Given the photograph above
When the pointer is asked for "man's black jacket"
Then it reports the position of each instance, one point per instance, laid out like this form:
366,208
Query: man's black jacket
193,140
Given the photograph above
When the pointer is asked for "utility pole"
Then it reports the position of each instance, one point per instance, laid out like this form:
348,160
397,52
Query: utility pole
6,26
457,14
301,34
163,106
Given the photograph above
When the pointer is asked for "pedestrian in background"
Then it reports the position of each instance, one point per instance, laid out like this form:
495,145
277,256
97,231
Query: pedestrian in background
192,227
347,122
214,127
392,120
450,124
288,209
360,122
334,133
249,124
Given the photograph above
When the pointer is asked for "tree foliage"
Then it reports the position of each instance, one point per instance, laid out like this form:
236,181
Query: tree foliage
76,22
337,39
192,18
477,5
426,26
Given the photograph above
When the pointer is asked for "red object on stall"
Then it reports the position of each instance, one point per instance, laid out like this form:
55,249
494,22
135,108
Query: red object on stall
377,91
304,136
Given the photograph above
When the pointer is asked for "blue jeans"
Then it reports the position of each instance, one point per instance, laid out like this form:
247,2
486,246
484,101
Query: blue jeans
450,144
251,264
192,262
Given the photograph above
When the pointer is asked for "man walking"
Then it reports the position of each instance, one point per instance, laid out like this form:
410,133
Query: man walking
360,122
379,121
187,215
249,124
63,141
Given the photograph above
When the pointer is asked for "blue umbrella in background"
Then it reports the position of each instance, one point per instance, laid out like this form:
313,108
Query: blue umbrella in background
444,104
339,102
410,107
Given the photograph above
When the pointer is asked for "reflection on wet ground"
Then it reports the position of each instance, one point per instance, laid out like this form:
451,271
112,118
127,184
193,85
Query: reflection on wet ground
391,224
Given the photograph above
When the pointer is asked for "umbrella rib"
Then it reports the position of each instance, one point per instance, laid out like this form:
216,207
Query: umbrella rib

## PROBLEM TO WORK ON
Repeat the listing in full, keeping every line exactly as it is.

## RESULT FOR THIS TASK
Given the photograph above
When the pointer is asked for "man's black jacket"
Then it reports the position of each instance, one point per instance, laid out like this form:
366,208
Query: man's black jacket
193,140
Given the photograph above
When the pointer is asked for "utility pole"
Then it reports the position of each instance, one point per instance, laid out like this form:
348,160
397,52
Query: utility pole
6,26
457,14
301,34
163,106
Given the photograph above
When the pointer is asked for "pedestrian in background"
Then it reports the position of each instance, one point per instance, laid out like this form:
495,145
277,256
97,231
Query: pedestrian in background
192,227
347,122
214,127
392,120
450,124
288,209
360,122
334,133
249,124
Given the photograph above
When the pointer is asked for "tree foliage"
Then it reports the position of each instance, one point per instance, laid out like this form:
236,181
Query: tree foliage
76,22
337,39
192,18
477,5
426,26
Given the photograph above
When the pointer is asked for "red object on stall"
Then it reports the position of each instance, one point per instance, laid out like this form:
55,249
494,22
135,108
Query: red object on stall
377,91
304,136
Given the photograph above
When the pointer is asked for "blue jeans"
Then it reports the position of each instance, one point per instance, laid out like this form:
247,2
486,246
484,101
Query: blue jeans
450,144
251,264
192,262
Given the photograph above
When the pointer is asked for "man walking"
Then it reports the position of each instance, one point per instance, laid out like this form:
410,133
Query: man walking
360,122
379,121
187,215
249,124
63,141
Given the photograph above
When the pointer is asked for "blue umbrella in background"
Then it reports the position of each instance, one point per instance, laid out like this form:
313,108
Query: blue umbrella in background
444,104
339,102
410,107
Given the photograph above
When the pointer is asked for "reflection on wet ground"
Then it reports the position of each instance, one point per instance, laid out like this form:
451,271
112,118
127,184
193,85
Query: reflection on wet ground
391,224
Given the photograph above
When the pointer is asked for "umbrella rib"
Then it reports the position of each instance, one point per instance, laid out like this form:
216,207
Query: umbrella rib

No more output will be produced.